Task requirements: Convert the records below into a Markdown table with the columns Row and Line. Begin with the line that contains "Would you mind pointing out the upper", continue through the end of the records, and leave out blank lines.

Dataset:

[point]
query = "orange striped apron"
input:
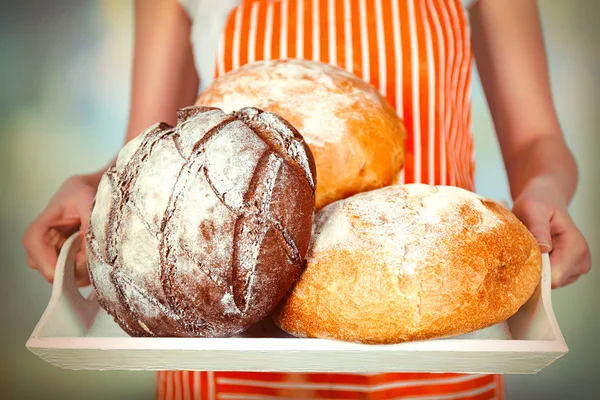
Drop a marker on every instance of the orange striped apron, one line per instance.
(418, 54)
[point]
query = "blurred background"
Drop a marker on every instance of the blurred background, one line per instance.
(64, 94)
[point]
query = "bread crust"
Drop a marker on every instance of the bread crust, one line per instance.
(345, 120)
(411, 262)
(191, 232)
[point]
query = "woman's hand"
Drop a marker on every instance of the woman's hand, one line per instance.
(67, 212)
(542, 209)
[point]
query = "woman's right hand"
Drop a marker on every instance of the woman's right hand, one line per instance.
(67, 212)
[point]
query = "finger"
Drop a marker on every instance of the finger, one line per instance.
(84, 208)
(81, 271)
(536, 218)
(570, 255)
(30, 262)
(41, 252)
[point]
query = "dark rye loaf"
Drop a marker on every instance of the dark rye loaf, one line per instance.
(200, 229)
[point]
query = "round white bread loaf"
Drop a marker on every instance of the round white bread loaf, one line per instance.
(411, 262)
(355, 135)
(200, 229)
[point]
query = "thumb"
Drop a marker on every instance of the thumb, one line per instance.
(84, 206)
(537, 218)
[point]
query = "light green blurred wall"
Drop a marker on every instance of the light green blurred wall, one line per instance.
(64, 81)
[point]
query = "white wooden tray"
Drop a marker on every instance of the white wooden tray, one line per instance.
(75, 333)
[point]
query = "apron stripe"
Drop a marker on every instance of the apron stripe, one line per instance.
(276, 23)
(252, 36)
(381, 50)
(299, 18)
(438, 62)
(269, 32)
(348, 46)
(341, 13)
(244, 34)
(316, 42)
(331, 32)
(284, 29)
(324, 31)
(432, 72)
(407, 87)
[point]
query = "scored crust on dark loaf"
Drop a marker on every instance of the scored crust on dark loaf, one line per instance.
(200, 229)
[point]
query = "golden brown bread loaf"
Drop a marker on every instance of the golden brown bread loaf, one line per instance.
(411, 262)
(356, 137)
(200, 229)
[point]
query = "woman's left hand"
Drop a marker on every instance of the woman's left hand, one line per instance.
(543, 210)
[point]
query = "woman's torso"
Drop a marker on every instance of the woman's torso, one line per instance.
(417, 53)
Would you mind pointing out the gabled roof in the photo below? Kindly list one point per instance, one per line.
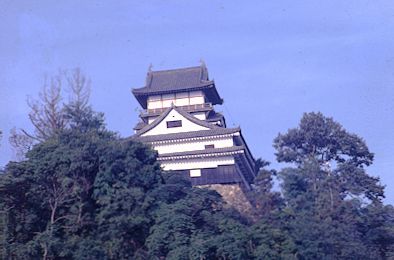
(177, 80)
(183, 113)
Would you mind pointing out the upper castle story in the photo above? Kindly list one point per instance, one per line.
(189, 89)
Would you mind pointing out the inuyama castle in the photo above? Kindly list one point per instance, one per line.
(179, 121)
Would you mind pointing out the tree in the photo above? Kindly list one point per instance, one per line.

In response:
| Row | Line |
|---|---|
| 1 | Would you mind pointing out the upper castle story in the photo above? Kindly list one point per instance, one per line. |
| 2 | (189, 89) |
| 3 | Would you mind pointing out the inuyama castle in the photo above? Kindly list one point per instance, one per line. |
| 4 | (179, 121) |
| 5 | Would you mind pointing out the tree in the photo above? Kindly list one point per instance, one per line. |